Ejercicios:
1. Enumera todos los escritores nombrados en los párrafos del texto fuente, sin incluir al firmante.
2. Extrae del texto fuente, sin ningún cambio, el fragmento que va desde "También la literatura" hasta "con el regreso.".

El rastro del olvido

May 17 • destacamos, principales, Reflexiones • 3205 Views • No hay comentarios en El rastro del olvido

 

JAVIER GARCÍA-GALIANO

 

En los caminos de Baviera pueden encontrarse hombres con sombrero de copa, levita y pantalones negros gastados. Con frecuencia viajan en bicicleta, pero a veces caminan con dignidad parsimoniosa cargando sus peculiares instrumentos de trabajo; son aprendices de deshollinador de chimeneas que deben recorrer los pueblos durante un año ofreciendo sus servicios sin acercarse a su lugar de origen. Se trata de la prueba definitiva para ser nombrados maestros del oficio.

 

Desde el Poema de Gilgamesh, el viaje y el destierro importan asimismo una iniciación. Una de sus formas halló su origen en Homero y prosiguió en Virgilio, de quien quiso proceder Dante. En sus viajes transitaron por el sueño y el infierno, y conocieron los peligros de las quimeras, las cuales indujeron la errancia de don Quijote. James Joyce comprendió que el periplo mítico que narró aquel o aquellos a quienes llamamos Homero lo emprendían consuetudinariamente, sin saberlo, muchos hombres comunes.

 

También la literatura alemana abunda en viajes, muchos de los cuales devinieron un género al que los manuales aluden con el nombre de Bildungsroman (novela de formación). En el Wilhelm Meister, Johann Wolfgang von Goethe tampoco se privó de esa tentación, que no prescindió de la parodia de Jean Paul y Von Eichendorf. Como el de Odiseo, como el de los aprendices a deshollinador de chimeneas, el viaje de los personajes de esas novelas se revela como una iniciación que se cumple con el regreso.

Datos facilitados:
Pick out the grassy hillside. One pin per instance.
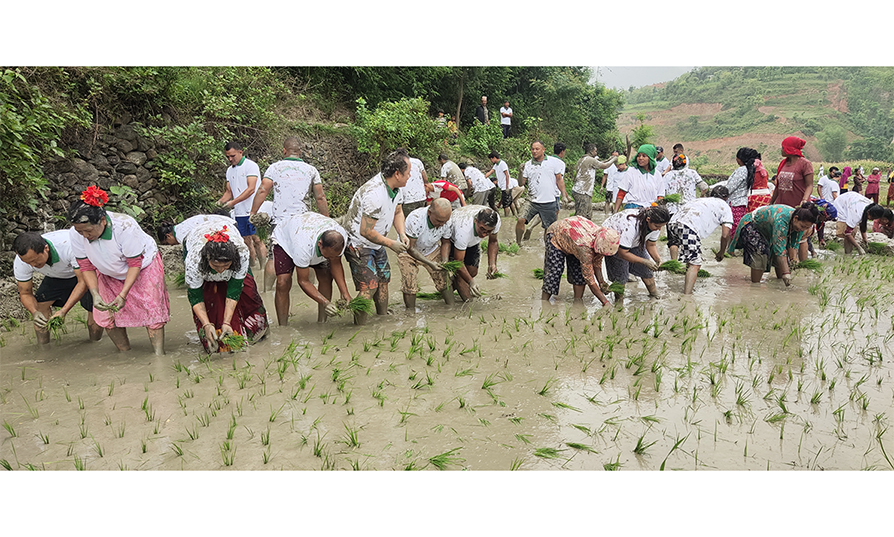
(845, 114)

Respuestas por ejercicio:
1.
- Homero
- Virgilio
- Dante
- James Joyce
- Johann Wolfgang von Goethe
- Jean Paul
- Von Eichendorf

2.
También la literatura alemana abunda en viajes, muchos de los cuales devinieron un género al que los manuales aluden con el nombre de Bildungsroman (novela de formación). En el Wilhelm Meister, Johann Wolfgang von Goethe tampoco se privó de esa tentación, que no prescindió de la parodia de Jean Paul y Von Eichendorf. Como el de Odiseo, como el de los aprendices a deshollinador de chimeneas, el viaje de los personajes de esas novelas se revela como una iniciación que se cumple con el regreso.